### Source extract ###

Wednesday, November 6, 2013

the start of the melting

{via pinterest}
i remember the day that i melted. i think i will always remember. it was the very first day that i dared to question what was laid in front of me. i was seventeen with eyebrows tinged white from the missionary mime make-up. it was merely days after the quietest moment of my life. my toes were on foreign soil, in a land that has forever woven a spell over my heart.

it was the night of the talk. you know the one. we were gathered together, boys and girls and men and women. the words spoken to us were inspirational. at the time, they conjured something different than they would now. it was a type of shame, it made us blush. but we knew the drill :: we'd all heard it before, and the feeling it brought was familiar. they talked about shirts too low and jeans too tight, they looked us dead in the eye and told us to protect our brothers.

they taught us how to hug, arms draped around the shoulders from the side, never too long. they taught us about closed doors and warnings and dreaded plane trips home should we embrace too long, should a boy-toe ever enter the room of a girl. 

and then the talk ended and the mood changed. there was laughter and friends chatting during a short break, an appropriate hug exchanged here and there, but everyone was careful. it was ingrained. we knew what to do.

and then came the mention of the yearly mother-daughter cruise. there were cheers. there was excitement. and then the lights dimmed and the slideshow started to roll. and something inside me melted like wax.

the fabric was bright. blues and whites and yellows and greens and pinks. typical bikini colours. it was a cruise after all, all full of mothers and daughters bonding together. and they were on a ship in the ocean, and BarlowGirl was singing, and the girls were wearing bikinis.

###

- **What you need to do**
Answer these questions about the blog post:
1. How old was the writer on the day of the melting?
2. How were the listeners taught to hug?
3. Who was singing on the ship in the slideshow?
The material that follows has no connection to the text above.

### Material supplied ###

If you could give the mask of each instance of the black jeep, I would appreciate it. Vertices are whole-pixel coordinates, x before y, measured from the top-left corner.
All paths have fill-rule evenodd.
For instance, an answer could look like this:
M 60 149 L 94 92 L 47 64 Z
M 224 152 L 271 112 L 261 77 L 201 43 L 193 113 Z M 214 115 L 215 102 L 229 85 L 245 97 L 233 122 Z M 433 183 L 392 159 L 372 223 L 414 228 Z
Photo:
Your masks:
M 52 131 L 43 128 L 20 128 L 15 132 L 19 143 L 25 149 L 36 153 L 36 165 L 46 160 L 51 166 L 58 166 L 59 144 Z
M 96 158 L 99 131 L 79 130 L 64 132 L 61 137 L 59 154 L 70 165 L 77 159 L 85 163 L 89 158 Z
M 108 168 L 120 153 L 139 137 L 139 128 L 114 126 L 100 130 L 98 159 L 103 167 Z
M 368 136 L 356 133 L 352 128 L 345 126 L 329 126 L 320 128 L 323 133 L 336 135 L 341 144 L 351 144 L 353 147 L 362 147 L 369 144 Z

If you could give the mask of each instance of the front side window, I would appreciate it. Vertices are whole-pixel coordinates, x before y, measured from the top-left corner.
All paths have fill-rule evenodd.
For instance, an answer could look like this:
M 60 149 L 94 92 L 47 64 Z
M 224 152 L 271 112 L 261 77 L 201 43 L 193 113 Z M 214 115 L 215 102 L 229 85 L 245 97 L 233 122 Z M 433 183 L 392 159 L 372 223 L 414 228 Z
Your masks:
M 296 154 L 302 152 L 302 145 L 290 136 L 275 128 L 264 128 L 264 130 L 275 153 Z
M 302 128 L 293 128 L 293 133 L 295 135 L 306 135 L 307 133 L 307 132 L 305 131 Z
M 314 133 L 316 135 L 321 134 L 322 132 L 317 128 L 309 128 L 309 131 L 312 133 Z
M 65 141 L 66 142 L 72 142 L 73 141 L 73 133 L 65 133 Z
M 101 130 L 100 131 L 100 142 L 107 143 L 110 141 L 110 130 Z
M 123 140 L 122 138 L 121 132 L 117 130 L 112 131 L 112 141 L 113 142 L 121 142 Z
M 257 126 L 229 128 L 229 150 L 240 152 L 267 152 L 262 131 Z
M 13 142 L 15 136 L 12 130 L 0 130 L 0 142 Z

###

- **Response below**
1. Seventeen.
2. With arms draped around the shoulders from the side, never too long.
3. BarlowGirl.